---------- DATA SHOWN ----------

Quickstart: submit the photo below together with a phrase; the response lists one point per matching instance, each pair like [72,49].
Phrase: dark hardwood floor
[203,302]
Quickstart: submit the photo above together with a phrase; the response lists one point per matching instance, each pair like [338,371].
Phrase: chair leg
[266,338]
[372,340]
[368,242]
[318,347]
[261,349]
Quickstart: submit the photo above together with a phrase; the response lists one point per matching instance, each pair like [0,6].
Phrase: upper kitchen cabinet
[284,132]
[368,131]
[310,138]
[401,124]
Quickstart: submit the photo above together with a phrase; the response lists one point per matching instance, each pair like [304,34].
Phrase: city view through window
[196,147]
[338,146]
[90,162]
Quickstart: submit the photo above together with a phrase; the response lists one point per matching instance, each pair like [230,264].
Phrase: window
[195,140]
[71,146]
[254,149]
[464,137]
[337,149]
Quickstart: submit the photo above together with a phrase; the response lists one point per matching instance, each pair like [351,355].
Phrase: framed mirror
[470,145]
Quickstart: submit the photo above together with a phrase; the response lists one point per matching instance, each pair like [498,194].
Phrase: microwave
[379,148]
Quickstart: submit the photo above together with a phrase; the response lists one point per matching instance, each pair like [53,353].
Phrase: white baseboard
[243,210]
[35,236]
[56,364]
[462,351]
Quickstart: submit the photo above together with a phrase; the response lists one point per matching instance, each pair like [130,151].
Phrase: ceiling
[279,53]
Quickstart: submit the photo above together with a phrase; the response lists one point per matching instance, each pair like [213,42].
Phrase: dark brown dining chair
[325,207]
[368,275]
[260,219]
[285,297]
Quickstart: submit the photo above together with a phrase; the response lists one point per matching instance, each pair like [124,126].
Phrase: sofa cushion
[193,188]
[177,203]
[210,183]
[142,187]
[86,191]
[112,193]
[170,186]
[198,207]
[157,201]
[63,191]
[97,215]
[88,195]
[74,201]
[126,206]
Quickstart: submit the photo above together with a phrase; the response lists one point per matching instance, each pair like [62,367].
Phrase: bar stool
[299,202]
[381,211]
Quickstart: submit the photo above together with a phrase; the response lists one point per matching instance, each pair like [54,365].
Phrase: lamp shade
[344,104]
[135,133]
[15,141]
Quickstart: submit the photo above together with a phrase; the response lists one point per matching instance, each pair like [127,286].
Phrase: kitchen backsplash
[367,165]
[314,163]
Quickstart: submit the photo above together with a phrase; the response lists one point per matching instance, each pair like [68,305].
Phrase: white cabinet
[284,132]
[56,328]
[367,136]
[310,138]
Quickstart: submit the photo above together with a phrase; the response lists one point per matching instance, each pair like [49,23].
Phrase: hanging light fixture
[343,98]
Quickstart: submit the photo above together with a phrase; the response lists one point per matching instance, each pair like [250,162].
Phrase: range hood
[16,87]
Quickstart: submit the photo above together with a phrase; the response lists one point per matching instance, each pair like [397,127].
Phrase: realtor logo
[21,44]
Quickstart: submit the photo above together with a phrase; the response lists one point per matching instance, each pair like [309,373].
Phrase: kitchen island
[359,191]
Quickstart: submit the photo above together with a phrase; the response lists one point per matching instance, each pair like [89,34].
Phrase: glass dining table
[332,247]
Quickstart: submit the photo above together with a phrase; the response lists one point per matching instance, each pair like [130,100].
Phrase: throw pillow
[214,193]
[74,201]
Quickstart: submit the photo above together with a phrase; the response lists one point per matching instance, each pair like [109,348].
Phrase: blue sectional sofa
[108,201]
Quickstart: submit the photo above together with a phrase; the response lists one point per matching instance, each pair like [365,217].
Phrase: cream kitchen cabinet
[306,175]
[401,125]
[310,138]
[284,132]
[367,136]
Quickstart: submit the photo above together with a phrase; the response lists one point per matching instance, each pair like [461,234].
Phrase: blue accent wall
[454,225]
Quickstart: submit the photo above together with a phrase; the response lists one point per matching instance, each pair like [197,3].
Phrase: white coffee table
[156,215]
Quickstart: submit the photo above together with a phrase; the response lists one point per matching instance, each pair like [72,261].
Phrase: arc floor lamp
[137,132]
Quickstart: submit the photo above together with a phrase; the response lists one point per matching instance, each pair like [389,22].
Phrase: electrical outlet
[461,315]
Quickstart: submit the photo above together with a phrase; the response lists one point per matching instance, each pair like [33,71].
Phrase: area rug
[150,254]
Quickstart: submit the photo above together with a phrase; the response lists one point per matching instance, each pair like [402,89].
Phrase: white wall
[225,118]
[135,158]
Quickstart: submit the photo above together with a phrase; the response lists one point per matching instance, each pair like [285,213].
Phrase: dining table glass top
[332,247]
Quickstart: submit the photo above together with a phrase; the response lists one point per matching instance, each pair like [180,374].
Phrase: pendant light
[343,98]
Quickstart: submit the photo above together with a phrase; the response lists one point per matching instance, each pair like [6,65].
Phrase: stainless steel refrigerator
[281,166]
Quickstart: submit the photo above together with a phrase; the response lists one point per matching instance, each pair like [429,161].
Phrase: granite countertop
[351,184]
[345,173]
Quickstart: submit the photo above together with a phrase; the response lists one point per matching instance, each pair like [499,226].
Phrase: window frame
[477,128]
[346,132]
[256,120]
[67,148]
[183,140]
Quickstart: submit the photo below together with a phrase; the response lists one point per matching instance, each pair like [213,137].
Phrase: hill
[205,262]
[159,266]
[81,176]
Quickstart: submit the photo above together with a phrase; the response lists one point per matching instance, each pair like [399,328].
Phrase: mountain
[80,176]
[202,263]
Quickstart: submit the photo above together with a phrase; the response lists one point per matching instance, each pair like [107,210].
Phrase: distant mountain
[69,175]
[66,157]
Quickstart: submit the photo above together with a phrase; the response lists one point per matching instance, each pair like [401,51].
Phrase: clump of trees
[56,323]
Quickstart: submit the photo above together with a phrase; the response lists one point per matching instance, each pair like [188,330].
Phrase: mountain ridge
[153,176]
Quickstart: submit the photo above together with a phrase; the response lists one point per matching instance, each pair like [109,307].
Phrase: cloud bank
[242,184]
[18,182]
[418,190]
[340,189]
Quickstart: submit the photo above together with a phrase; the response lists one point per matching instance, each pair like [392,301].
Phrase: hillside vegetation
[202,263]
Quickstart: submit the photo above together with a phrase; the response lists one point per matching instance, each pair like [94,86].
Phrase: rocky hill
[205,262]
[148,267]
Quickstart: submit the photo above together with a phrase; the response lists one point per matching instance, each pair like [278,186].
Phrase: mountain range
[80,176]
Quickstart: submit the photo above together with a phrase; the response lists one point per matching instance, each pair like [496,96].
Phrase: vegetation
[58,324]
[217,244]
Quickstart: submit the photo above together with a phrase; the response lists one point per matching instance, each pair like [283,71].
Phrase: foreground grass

----------

_INSTRUCTIONS TO FOLLOW_
Reproduce every line of the material above without any change.

_RESULT_
Quickstart: submit the photo below together with a phrase; the response lists one point per matching instance, each pair like [72,49].
Phrase: dark hardwood floor
[203,302]
Quickstart: submit the photo above together with a phrase; the response lists one point per matching instance, each pair like [338,371].
Phrase: chair leg
[266,338]
[372,340]
[368,242]
[318,347]
[261,349]
Quickstart: submit the photo above together with a phrase; the response lists one point per matching instance, each pair like [0,6].
Phrase: upper kitchen cabinet
[284,132]
[368,131]
[310,138]
[401,124]
Quickstart: submit the photo above together with a phrase; the response lists one point per matching instance, each pair like [304,34].
Phrase: city view through window
[196,147]
[338,146]
[90,162]
Quickstart: submit the photo above together with a phrase; the response lists one point per matching instance, each pair like [230,264].
Phrase: window
[195,140]
[71,146]
[254,149]
[464,137]
[337,149]
Quickstart: submit the photo above together with a phrase; the response lists one point per matching instance, each pair like [351,355].
Phrase: framed mirror
[470,145]
Quickstart: submit the photo above together with a phrase; the response lists one point per matching instance, each pair like [498,194].
Phrase: microwave
[379,148]
Quickstart: submit the photo above together with a phrase; the response lists one point per matching instance, each pair like [53,353].
Phrase: white baseboard
[243,210]
[35,236]
[56,364]
[462,351]
Quickstart: submit the photo above together with a phrase; the response lists one point per matching instance, each pair like [130,151].
Phrase: ceiling
[279,53]
Quickstart: submit the photo above together with a phrase; the response lists one point per matching instance, each pair like [213,42].
Phrase: dark brown dining chair
[325,207]
[368,275]
[260,219]
[285,297]
Quickstart: submit the photo above together with a phrase; the response lists one point per matching instance, each pair like [124,126].
Phrase: sofa cushion
[193,188]
[177,203]
[210,183]
[142,187]
[86,191]
[112,193]
[170,186]
[198,207]
[157,201]
[63,191]
[97,215]
[88,195]
[74,201]
[126,206]
Quickstart: submit the photo above together with a phrase; the response lists one point per matching instance, each pair like [62,367].
Phrase: bar stool
[299,202]
[381,211]
Quickstart: submit the photo above together with a phrase; the response lists one point per matching instance, each pair like [54,365].
Phrase: lamp shade
[344,104]
[135,133]
[15,141]
Quickstart: submit the photo above together with a phrase; the response lists one point per matching instance, each pair like [127,286].
Phrase: kitchen backsplash
[367,165]
[314,163]
Quickstart: submit the photo above together with a phrase; the response lists one point per matching instance, each pair like [68,305].
Phrase: white cabinet
[284,132]
[56,328]
[367,136]
[310,138]
Quickstart: submit the photo above together with a phrase; the response lists one point per matching instance, each pair like [49,23].
Phrase: hanging light fixture
[343,98]
Quickstart: submit the photo above together with a phrase; the response lists one point per matching instance, each pair like [250,162].
Phrase: range hood
[16,87]
Quickstart: submit the photo above together with a phrase; the response lists one point per matching instance, each pair like [397,127].
Phrase: realtor logo
[21,44]
Quickstart: submit the photo above together with a phrase; the response lists one point per matching instance, each pair like [309,373].
Phrase: kitchen island
[359,191]
Quickstart: submit the photo above together with a phrase; the response lists one point per matching instance, each pair like [89,34].
Phrase: glass dining table
[332,247]
Quickstart: submit the photo above together with a phrase; the response lists one point per matching instance, each pair like [130,100].
Phrase: throw pillow
[214,193]
[74,201]
Quickstart: submit the photo above together with a phrase; the response lists one point per matching instance, each pair like [109,348].
Phrase: blue sectional sofa
[108,201]
Quickstart: submit the photo above together with a phrase; the response lists one point per matching instance, each pair like [365,217].
Phrase: cream kitchen cabinet
[306,175]
[401,125]
[310,138]
[284,132]
[367,136]
Quickstart: submit the photo above together with a phrase; the response lists one point per matching instance, each pair like [461,234].
Phrase: blue accent wall
[454,225]
Quickstart: submit the photo above together with a phrase; the response lists one point per matching instance, each pair like [197,3].
Phrase: white coffee table
[156,215]
Quickstart: submit the photo above together with a phrase; the response lists one point per matching instance, each pair like [72,261].
Phrase: arc floor lamp
[137,132]
Quickstart: submit the photo above together with a phrase; the response lists one point per matching instance, each pair like [389,22].
Phrase: electrical outlet
[461,315]
Quickstart: submit the photo above together with a phrase; the response lists one point per matching instance, each pair like [33,71].
Phrase: area rug
[150,254]
Quickstart: submit the photo above together with a phrase; the response lists one point per matching instance, each pair like [402,89].
Phrase: white wall
[225,118]
[135,158]
Quickstart: submit the photo above together with a phrase; the response lists one point per matching instance, each pair like [285,213].
Phrase: dining table glass top
[332,247]
Quickstart: submit the photo above together with a phrase; the response lists one point per matching instance, each pair like [180,374].
Phrase: pendant light
[343,98]
Quickstart: submit the photo above together with a phrase; the response lists one point per matching instance, each pair like [6,65].
Phrase: stainless steel refrigerator
[281,166]
Quickstart: submit the photo above together with a phrase; the response lists one point per matching instance, each pair like [429,161].
Phrase: granite countertop
[351,184]
[345,173]
Quickstart: submit the photo above together with a phrase; the response lists one point per matching instance, each pair like [499,226].
Phrase: window frame
[477,128]
[346,132]
[256,120]
[67,148]
[183,140]
Quickstart: submit the photo below together with a phrase; the response lists one point per matching instance, each pair like [213,137].
Phrase: hill
[205,262]
[159,266]
[81,176]
Quickstart: submit the photo above together with a phrase; the response lists one point per matching instance, each pair like [399,328].
Phrase: mountain
[80,176]
[202,263]
Quickstart: submit the photo above together with a phrase; the response lists one point per matching instance, each pair like [107,210].
Phrase: distant mountain
[69,175]
[66,157]
Quickstart: submit the photo above together with a phrase; the response lists one point per matching instance, each pair like [401,51].
Phrase: clump of trees
[56,323]
Quickstart: submit the photo above together with a phrase; the response lists one point per matching instance, each pair like [188,330].
Phrase: mountain ridge
[153,176]
Quickstart: submit the photo above together with a phrase; the response lists one point per matching instance, each pair like [109,307].
Phrase: cloud bank
[242,184]
[18,182]
[418,190]
[340,189]
Quickstart: submit the photo above together with a phrase; the response lists one point per matching instance, each pair like [392,301].
Phrase: hillside vegetation
[202,263]
Quickstart: submit the photo above together with a phrase; the response lists one point per matching instance, each pair like [94,86].
Phrase: rocky hill
[205,262]
[148,267]
Quickstart: submit the photo above together with a phrase; the response lists one point per matching instance, each pair like [278,186].
Phrase: mountain range
[80,176]
Quickstart: submit the photo above together with a phrase; the response lists one point per matching instance, each pair like [496,96].
Phrase: vegetation
[58,324]
[217,244]
Quickstart: submit the photo above together with a phrase; the response lists one point per matching instance, each pair like [283,71].
Phrase: foreground grass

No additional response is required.